▶ _YOUR OBJECTIVE_
Go through the data below and copy it exactly, skipping every picture.

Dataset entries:
Segment Open
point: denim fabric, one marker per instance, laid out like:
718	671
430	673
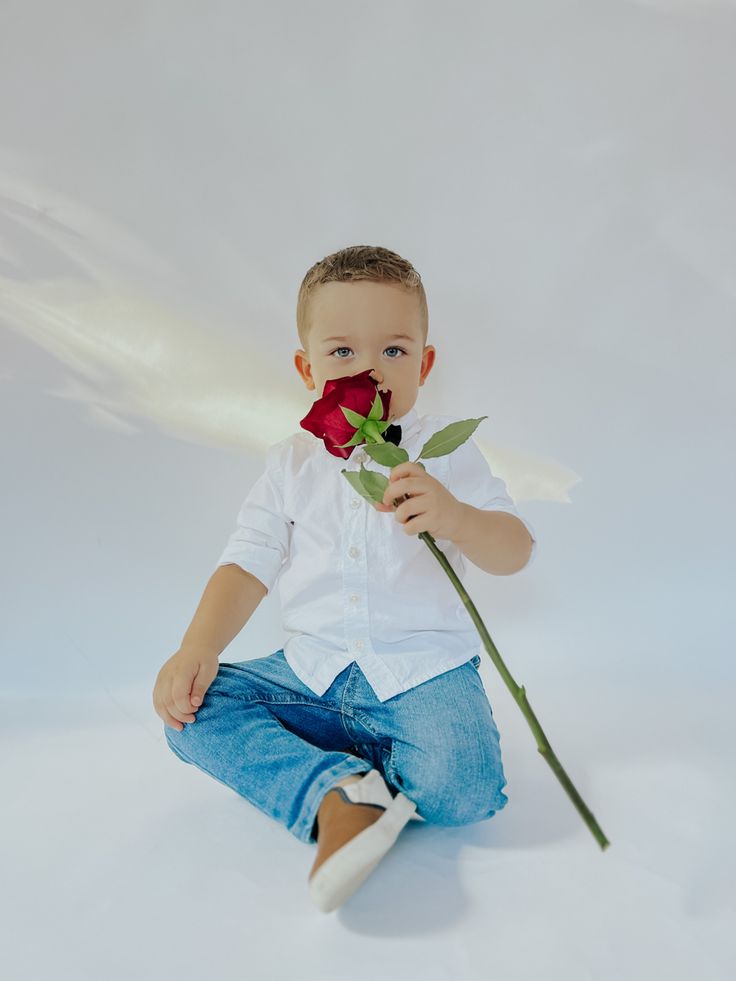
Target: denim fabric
263	733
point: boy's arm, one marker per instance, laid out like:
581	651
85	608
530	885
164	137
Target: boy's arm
229	600
495	541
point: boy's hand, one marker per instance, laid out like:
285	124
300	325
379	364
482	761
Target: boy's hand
181	685
431	506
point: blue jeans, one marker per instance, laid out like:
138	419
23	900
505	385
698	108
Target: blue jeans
263	733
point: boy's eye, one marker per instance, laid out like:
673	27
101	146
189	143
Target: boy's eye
392	348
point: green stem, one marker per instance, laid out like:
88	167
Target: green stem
519	694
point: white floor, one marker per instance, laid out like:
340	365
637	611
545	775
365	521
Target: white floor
120	860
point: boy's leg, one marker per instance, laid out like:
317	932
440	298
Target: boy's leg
439	744
261	732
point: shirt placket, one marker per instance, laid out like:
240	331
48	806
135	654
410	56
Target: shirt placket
355	568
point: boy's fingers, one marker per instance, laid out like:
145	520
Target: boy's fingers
180	695
183	715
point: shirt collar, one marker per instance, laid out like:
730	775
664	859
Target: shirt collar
410	424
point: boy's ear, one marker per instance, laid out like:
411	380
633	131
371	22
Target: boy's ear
303	367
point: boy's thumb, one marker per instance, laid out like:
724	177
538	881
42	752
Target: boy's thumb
199	687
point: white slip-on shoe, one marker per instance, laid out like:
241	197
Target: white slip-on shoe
364	821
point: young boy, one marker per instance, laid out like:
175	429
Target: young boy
373	712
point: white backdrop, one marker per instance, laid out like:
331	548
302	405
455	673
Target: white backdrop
561	174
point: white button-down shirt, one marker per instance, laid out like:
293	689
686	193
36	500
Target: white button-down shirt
353	585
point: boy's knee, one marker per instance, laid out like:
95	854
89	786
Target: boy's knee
458	800
170	735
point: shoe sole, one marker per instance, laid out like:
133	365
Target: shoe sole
345	870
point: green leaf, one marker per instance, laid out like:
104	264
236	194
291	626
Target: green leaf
449	438
387	454
355	440
369	484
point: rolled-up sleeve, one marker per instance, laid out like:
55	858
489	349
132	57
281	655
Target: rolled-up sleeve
260	542
472	481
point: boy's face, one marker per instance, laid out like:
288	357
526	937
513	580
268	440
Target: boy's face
366	317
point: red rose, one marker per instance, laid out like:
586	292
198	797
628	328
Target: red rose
327	421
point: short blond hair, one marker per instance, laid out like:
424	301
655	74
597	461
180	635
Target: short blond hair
359	262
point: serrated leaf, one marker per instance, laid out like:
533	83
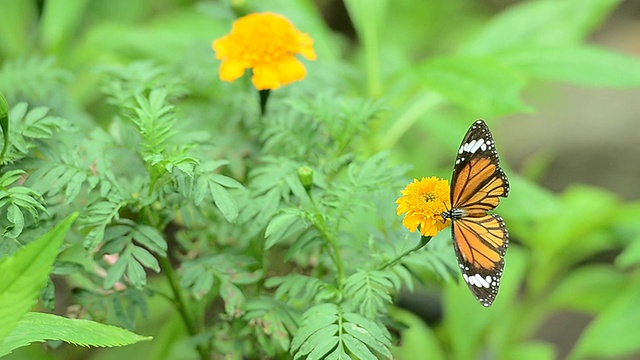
Segment Closed
▶ _SOLUTION TO THIS TASK_
point: denim fabric, one marker per instance, laid out like:
718	671
430	673
Target: denim fabric
263	733
point: boy's arm, one marker per instance, laid out like:
581	651
85	608
530	885
164	137
Target: boy's arm
229	600
495	541
point: boy's hand, one marker per instance, laid out like:
285	124
300	325
379	364
482	761
Target: boy's hand
181	685
431	506
point: blue jeans, one marker per instance, laid out like:
138	419
23	900
505	385
698	108
Target: blue jeans
263	733
point: boy's eye, one marker per instance, laid out like:
673	27
101	146
189	143
Target: boy's eye
392	348
point: green stem, one marker per instance, laid out like:
88	167
Target: green stem
519	694
point: white floor, one marker per instance, laid out like:
340	365
637	611
545	775
365	521
Target: white floor
120	860
point: boy's leg, one marker per instance, laid out like:
317	932
440	298
Target: boy's leg
439	744
261	732
point: shirt placket, one marker per instance, laid out like:
240	331
48	806
135	654
410	56
Target: shirt placket
355	568
point: boy's fingers, one marker per instance, laid out like:
145	520
Target: boy's fingers
180	695
183	715
point: shirt collar, one marker per instance, laid out like:
730	775
664	859
Target: shirt collar
410	424
point: boy's ear, one marker per instance, laid out like:
411	380
633	131
371	22
Target: boy's ear
303	367
point: boy's thumb, one marker per instance, laid out like:
724	177
538	881
42	752
Target: boy's thumb
199	687
point: white slip-on shoe, one marker per instance, laid out like:
241	197
Target: white slip-on shoe
364	821
point: young boy, one marker per instance, laid out like:
175	429
Target: young boy
373	712
point: white backdrop, one marker per instance, laid out like:
331	548
302	405
455	673
Target: white backdrop
561	174
point: white button-down shirt, one marker per instance, laid out like:
293	689
686	193
36	500
Target: white button-down shirt
353	585
point: boy's knee, one marker per instance, laid out like:
95	854
89	786
Target: boy's knee
458	800
170	735
point: shoe sole, one marker per instance, laid out like:
133	365
Target: shoe sole
345	870
point: green leaf, one marker per instance, laid out like:
104	264
236	194
291	626
Target: green leaf
449	438
387	454
355	440
369	484
point: rolled-up sleeve, one marker per instance, laid out like:
55	858
489	349
132	57
281	655
Target: rolled-up sleeve
260	542
472	481
point: boy's face, one marker per instance, laid out like:
288	357
526	937
513	580
268	440
Target: boy's face
366	317
point: red rose, one marker per instance, laid out like:
586	292
198	797
628	328
Target: red rose
327	421
point: short blond hair, one marker per instance, laid out like:
424	301
655	74
597	461
180	635
Target: short blond hair
359	262
point: serrated leaf, one marker per instance, laid out like:
533	83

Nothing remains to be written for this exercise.